Given data:

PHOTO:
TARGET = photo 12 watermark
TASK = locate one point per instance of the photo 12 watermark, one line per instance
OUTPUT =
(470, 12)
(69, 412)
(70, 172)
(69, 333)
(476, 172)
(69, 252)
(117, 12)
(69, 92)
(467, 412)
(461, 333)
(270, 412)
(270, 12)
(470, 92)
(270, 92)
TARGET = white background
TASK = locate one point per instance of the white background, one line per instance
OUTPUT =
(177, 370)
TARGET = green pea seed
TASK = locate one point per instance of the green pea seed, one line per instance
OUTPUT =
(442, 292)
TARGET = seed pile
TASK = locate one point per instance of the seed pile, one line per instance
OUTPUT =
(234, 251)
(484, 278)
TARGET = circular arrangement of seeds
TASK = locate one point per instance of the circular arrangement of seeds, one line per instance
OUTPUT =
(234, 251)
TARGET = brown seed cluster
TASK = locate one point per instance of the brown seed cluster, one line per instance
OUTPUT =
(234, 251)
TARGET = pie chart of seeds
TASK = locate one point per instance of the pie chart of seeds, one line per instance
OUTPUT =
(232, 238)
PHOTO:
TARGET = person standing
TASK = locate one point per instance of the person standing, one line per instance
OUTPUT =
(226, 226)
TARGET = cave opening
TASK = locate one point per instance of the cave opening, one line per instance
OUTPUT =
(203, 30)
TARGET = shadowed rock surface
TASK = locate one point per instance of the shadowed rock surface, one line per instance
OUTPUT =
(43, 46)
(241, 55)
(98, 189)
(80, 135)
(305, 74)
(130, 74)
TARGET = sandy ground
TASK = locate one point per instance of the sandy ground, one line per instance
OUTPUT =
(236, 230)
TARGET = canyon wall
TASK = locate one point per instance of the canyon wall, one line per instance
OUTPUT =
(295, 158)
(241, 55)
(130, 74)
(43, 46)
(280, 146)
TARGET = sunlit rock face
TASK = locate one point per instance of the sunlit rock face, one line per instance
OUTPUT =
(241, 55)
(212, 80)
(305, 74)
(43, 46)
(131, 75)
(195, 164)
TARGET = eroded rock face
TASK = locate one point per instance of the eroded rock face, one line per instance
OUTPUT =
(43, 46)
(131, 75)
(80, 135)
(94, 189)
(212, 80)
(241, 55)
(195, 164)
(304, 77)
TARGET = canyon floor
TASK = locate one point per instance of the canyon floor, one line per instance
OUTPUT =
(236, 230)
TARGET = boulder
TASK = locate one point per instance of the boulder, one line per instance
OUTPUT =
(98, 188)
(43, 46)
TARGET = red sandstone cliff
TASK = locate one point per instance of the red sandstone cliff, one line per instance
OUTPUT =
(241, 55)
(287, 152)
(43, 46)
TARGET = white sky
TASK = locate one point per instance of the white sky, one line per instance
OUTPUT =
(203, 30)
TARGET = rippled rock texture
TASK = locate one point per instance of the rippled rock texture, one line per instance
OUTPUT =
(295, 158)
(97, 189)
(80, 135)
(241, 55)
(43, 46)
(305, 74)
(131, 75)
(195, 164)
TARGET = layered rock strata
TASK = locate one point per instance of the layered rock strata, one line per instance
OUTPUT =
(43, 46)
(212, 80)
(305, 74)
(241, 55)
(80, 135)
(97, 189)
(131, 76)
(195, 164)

Goal of the exercise:
Return every one of the records above word for word, line by line, with nothing changed.

Correct output:
PHOTO:
TARGET = photo 12 watermark
TASK = locate one point per instance of the photo 12 watermark, one line per instance
OUTPUT =
(470, 12)
(69, 412)
(70, 172)
(69, 333)
(476, 172)
(69, 252)
(117, 12)
(69, 92)
(467, 412)
(461, 333)
(270, 412)
(270, 12)
(470, 92)
(270, 92)
TARGET = white background
TASK = locate one point per instance of the white background, one line per instance
OUTPUT =
(177, 370)
TARGET = green pea seed
TASK = locate one point per instance of the green pea seed, one line per instance
OUTPUT =
(442, 292)
TARGET = seed pile
TASK = locate one point per instance of the seed pile, one line per instance
OUTPUT =
(234, 251)
(484, 278)
TARGET = circular arrangement of seeds
TASK = locate one point per instance of the circular arrangement of seeds, one line per instance
OUTPUT =
(234, 251)
TARGET = brown seed cluster
TASK = locate one point per instance of the brown seed cluster, one line per instance
OUTPUT =
(234, 251)
TARGET = pie chart of seeds
TASK = locate one point per instance of the pie chart of seeds, one line per instance
OUTPUT =
(232, 238)
PHOTO:
TARGET = person standing
TASK = locate one point per instance of the person standing, one line per instance
OUTPUT =
(226, 226)
TARGET = cave opening
TASK = locate one point per instance of the cave opening, one line per instance
OUTPUT =
(203, 30)
TARGET = shadowed rock surface
TASK = locate one point per instance of the shadowed rock surface, one line per instance
OUTPUT =
(43, 46)
(241, 55)
(98, 189)
(80, 135)
(305, 74)
(130, 74)
TARGET = sandy ground
TASK = locate one point per instance of the sandy ground, one line per instance
OUTPUT =
(236, 230)
TARGET = canyon wall
TASK = locate one point per instance of the canyon wall, one line per instance
OUTPUT =
(295, 158)
(241, 55)
(130, 74)
(43, 46)
(280, 146)
TARGET = sunlit rock face
TASK = locate one point per instance of the sunlit rock face, one line per instance
OUTPUT =
(241, 55)
(212, 80)
(305, 74)
(43, 46)
(131, 75)
(195, 164)
TARGET = eroded rock face
TASK = locate one point per instance of the eroded rock face, one line per instance
OUTPUT =
(43, 46)
(131, 75)
(80, 135)
(94, 189)
(212, 80)
(241, 55)
(195, 164)
(304, 77)
TARGET = canyon floor
TASK = locate one point per instance of the canyon floor, one line per instance
OUTPUT =
(236, 230)
TARGET = boulder
TASK = locate one point per instance of the boulder, one line per instance
OUTPUT =
(98, 188)
(43, 46)
TARGET = red sandstone cliff
TASK = locate one point per instance of the red sandstone cliff, one line per instance
OUTPUT =
(241, 55)
(287, 152)
(43, 46)
TARGET = white sky
TASK = locate one point per instance of the white sky, one line per instance
OUTPUT =
(203, 30)
TARGET = rippled rock texture
TASK = locate one point per instance of the rippled rock texture, one line per instance
OUTPUT =
(295, 158)
(97, 189)
(80, 135)
(241, 55)
(43, 46)
(305, 74)
(131, 75)
(195, 164)
TARGET = layered rock strata
TASK = locate one point per instance of the layered rock strata, one line per instance
OUTPUT =
(43, 46)
(212, 80)
(305, 74)
(241, 55)
(80, 135)
(97, 189)
(131, 76)
(195, 164)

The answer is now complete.